WHAT THE EXERCISE ASKS
Revise the records below by replacing every occurrence of "evaluation set" with "test set", leaving all other text unchanged.

DATASET EXTRACT
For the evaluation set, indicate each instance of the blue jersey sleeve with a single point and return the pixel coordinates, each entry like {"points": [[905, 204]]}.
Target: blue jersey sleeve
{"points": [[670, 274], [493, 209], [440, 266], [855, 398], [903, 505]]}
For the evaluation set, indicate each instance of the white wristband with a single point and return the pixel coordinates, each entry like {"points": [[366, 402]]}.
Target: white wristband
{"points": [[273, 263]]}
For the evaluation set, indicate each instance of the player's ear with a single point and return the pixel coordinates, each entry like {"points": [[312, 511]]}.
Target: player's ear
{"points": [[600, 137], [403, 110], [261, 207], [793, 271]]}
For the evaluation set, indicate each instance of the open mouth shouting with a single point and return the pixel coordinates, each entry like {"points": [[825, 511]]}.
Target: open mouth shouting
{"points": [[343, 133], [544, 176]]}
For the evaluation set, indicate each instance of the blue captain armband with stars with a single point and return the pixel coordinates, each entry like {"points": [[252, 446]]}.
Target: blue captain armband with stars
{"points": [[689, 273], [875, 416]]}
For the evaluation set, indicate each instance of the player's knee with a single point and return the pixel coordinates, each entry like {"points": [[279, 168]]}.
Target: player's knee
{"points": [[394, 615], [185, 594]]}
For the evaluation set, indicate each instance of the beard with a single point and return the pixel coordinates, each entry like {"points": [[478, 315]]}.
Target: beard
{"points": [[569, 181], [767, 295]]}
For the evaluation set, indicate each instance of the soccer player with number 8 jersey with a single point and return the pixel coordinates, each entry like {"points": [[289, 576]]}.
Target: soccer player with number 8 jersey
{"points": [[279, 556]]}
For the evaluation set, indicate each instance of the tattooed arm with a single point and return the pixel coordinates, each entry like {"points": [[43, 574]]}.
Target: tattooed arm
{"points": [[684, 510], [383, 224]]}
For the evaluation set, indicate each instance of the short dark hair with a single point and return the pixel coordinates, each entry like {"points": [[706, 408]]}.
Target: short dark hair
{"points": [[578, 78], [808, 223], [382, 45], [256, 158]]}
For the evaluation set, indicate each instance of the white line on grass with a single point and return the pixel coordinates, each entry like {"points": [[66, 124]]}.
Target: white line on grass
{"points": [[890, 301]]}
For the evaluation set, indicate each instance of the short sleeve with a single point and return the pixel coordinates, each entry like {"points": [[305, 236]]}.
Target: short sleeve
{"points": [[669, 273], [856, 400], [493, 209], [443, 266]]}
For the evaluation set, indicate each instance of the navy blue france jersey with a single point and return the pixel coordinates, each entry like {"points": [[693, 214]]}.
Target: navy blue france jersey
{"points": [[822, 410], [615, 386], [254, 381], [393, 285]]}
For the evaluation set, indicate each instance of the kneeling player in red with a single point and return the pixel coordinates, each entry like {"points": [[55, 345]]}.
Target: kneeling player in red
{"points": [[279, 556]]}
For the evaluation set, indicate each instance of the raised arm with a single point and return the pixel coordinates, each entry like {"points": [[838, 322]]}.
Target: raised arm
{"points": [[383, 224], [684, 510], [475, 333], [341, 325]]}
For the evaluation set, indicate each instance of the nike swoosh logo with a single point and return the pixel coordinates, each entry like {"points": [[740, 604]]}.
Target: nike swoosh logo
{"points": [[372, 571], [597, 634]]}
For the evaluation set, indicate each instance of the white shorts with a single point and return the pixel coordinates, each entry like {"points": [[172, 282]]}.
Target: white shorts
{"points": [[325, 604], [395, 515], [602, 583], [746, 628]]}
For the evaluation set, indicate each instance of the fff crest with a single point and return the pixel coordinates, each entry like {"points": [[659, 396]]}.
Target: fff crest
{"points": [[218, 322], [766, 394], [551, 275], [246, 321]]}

SOLUTION BELOW
For the test set, indicate each instance of the blue jersey sleeve with a single point and return the pixel coordinates, each entry like {"points": [[905, 204]]}.
Target: blue jersey sleeve
{"points": [[670, 274], [493, 209], [440, 266], [855, 398], [903, 505]]}
For the test set, indicate each instance of the white wristband with a single point and return the pixel coordinates, each entry like {"points": [[366, 402]]}.
Target: white wristband
{"points": [[273, 263]]}
For the test set, indicate each instance of the player's ear with a single point and return the pixel coordinates, each entry like {"points": [[312, 511]]}.
Target: player's ear
{"points": [[600, 137], [403, 110], [261, 207], [793, 271]]}
For the test set, indicate each instance of the open mouth shouting with a single point and return the pixel coordinates, each entry like {"points": [[825, 511]]}.
Target: open mouth shouting
{"points": [[343, 133], [544, 176]]}
For the test set, indicate each instance of the blue captain armband with stars with a single point and return the pixel coordinates, each entry like {"points": [[252, 446]]}.
Target: blue captain armband with stars
{"points": [[689, 273], [875, 416]]}
For the test set, indicate each instance of the player's knee with a single point and return the pixel coordinates, each entry like {"points": [[279, 168]]}.
Target: player's knee
{"points": [[394, 615], [185, 594]]}
For the test set, indicate each instance of the beard with a single point and return the pixel coordinates, each entry like {"points": [[478, 315]]}.
Target: beard
{"points": [[569, 181], [767, 295]]}
For the test set, indicate each instance of the soccer player with number 8 jersey with a single point and return the pixel coordinates, each entry like {"points": [[289, 576]]}.
Target: soccer player with number 8 jersey
{"points": [[279, 556]]}
For the test set, indicate each instance of the tattooed arm with a single point and return the pixel coordinates, each entry like {"points": [[43, 574]]}.
Target: tattooed arm
{"points": [[684, 510], [383, 224]]}
For the test set, indicate each instance of the short dark hair with a single point and return the pixel coordinates, each entry like {"points": [[706, 408]]}.
Target: short dark hair
{"points": [[578, 78], [808, 223], [382, 45], [256, 158]]}
For the test set, indicate each instance of the white line on grass with a single point and return the pixel coordinates, each entry like {"points": [[66, 124]]}.
Target: white line on grass
{"points": [[890, 301]]}
For the test set, indicate each instance of the short sleeve with a single point and return the pixel coordinates, each entry like {"points": [[305, 236]]}.
Target: short sleeve
{"points": [[669, 273], [856, 400], [493, 209], [443, 266]]}
For the test set, indicate each instance of the navy blue france jersey with a single point and return the pixel coordinates, each entry like {"points": [[693, 214]]}.
Target: navy blue france jersey
{"points": [[822, 410], [615, 386], [254, 381], [393, 285]]}
For the test set, indicate each instance of the kneeling player in red with a single point and return the pixel coordinates, each entry like {"points": [[55, 345]]}.
Target: kneeling player in red
{"points": [[279, 556]]}
For the test set, indicate each instance of the raised arm with a single point and return the pixel coordinates, each entry like {"points": [[838, 322]]}.
Target: raised arm
{"points": [[383, 224], [684, 510], [475, 333], [341, 325]]}
For the test set, indicate each instance of the nike swoosh logo with a single point and return the pixel coordinates, each entry like {"points": [[740, 604]]}.
Target: nike swoosh logo
{"points": [[372, 571], [597, 634]]}
For the test set, indicate each instance of the white shorts with a single point and return the pixel coordinates, each entry like {"points": [[172, 282]]}.
Target: white shorts
{"points": [[325, 604], [395, 515], [602, 583], [746, 628]]}
For the test set, indicate each instance of the fff crest with a single point and return the pixel coordinates, each entry like {"points": [[659, 396]]}.
Target: fff crest
{"points": [[218, 322], [766, 394], [551, 275], [246, 321]]}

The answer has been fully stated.